WHAT THE EXERCISE ASKS
Render the listing as a Markdown table with columns Row and Line, starting at its first line and ending at the line containing "[[302, 399]]". Omit blank lines.

## Begin

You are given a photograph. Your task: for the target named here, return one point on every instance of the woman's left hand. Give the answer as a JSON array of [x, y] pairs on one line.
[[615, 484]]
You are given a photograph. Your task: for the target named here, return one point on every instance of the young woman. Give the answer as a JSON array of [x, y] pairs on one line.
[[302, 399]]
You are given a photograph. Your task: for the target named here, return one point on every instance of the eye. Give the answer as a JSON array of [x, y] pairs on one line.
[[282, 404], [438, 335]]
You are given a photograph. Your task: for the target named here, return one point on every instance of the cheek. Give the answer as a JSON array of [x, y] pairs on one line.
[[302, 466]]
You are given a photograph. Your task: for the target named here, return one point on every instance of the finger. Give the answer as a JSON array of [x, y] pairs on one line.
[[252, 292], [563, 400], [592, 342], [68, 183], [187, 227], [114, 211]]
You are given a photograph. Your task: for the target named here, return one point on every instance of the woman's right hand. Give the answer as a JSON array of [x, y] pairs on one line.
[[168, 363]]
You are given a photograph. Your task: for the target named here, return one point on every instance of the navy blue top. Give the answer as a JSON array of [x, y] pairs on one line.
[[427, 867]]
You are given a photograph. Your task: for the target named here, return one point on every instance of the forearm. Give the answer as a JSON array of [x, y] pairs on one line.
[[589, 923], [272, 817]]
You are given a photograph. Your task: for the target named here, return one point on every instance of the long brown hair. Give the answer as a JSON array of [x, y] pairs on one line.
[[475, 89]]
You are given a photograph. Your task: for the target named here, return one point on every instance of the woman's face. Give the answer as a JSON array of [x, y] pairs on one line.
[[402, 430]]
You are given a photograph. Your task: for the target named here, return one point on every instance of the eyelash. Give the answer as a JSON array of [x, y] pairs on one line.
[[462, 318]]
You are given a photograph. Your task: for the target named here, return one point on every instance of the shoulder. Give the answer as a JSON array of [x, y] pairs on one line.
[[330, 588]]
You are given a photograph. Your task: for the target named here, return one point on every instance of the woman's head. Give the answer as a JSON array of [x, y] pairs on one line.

## End

REPLY TO THE TASK
| Row | Line |
|---|---|
| 1 | You are given a photograph. Your task: for the target named here, return one point on every instance of the woman's left hand. Give the answer as a JSON array of [x, y] pairs on one line. |
| 2 | [[615, 484]] |
| 3 | You are given a photograph. Your task: for the target named here, return one point on every instance of the young woman. Give the answer as a JSON array of [x, y] pairs on one line. |
| 4 | [[302, 399]] |